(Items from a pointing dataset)
----------

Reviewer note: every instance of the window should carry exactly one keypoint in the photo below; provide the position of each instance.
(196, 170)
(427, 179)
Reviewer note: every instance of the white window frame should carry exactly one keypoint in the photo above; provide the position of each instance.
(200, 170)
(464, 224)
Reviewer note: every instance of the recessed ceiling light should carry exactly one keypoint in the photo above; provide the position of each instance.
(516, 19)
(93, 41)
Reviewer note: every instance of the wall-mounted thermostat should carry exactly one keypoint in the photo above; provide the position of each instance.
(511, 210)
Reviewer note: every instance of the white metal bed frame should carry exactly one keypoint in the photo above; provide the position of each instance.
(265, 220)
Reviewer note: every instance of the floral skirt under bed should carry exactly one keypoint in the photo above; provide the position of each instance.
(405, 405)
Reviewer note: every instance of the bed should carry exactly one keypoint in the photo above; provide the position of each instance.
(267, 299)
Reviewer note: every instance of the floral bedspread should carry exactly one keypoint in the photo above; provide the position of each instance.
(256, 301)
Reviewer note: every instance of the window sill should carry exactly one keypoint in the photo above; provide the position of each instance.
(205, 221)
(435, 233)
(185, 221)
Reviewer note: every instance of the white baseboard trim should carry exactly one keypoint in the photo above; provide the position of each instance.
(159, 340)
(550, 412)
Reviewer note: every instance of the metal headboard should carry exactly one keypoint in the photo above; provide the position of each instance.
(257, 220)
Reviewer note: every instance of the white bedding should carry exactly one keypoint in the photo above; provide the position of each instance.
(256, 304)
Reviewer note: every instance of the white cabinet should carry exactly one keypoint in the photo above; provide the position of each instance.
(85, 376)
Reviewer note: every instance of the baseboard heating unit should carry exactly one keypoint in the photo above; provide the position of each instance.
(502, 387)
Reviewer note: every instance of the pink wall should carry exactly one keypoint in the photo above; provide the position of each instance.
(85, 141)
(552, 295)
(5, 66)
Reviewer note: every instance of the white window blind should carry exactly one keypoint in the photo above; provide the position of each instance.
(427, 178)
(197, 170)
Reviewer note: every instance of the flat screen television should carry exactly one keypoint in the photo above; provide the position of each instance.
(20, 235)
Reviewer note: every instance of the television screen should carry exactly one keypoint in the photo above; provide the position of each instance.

----------

Copy the items above word for word, from the line with "Reviewer note: every instance of the metal" up to and including the last line of the items.

Complete response –
Reviewer note: every instance of the metal headboard should carry exactly one keypoint in the photo above; provide the position of each instance.
(257, 220)
Reviewer note: every instance of the white bedding should carry exactly one keypoint in the photo above; provide the position of each instance.
(256, 304)
Reviewer note: every instance of the white cabinet should carry exactly one keypoint in the photo above; provide the position of each instance.
(85, 376)
Reviewer note: every instance of the baseboard heating unit should carry exactly one keypoint in the photo above; provide the position of each instance.
(502, 387)
Reviewer note: every instance of the pink wall should carry exactly one keypoint in the photo above; provide the position of each instance.
(85, 141)
(552, 295)
(5, 66)
Reviewer note: every instance of the white window blind should carry exactly one keypoint in the photo above; provide the position of each instance.
(427, 178)
(197, 170)
Reviewer note: every instance of the flat screen television should carry exactly one keypoint in the photo above; provide the position of each instance.
(20, 235)
Reviewer note: every instance of the television screen should carry exactly one keypoint in the photo above; provide the position of each instance.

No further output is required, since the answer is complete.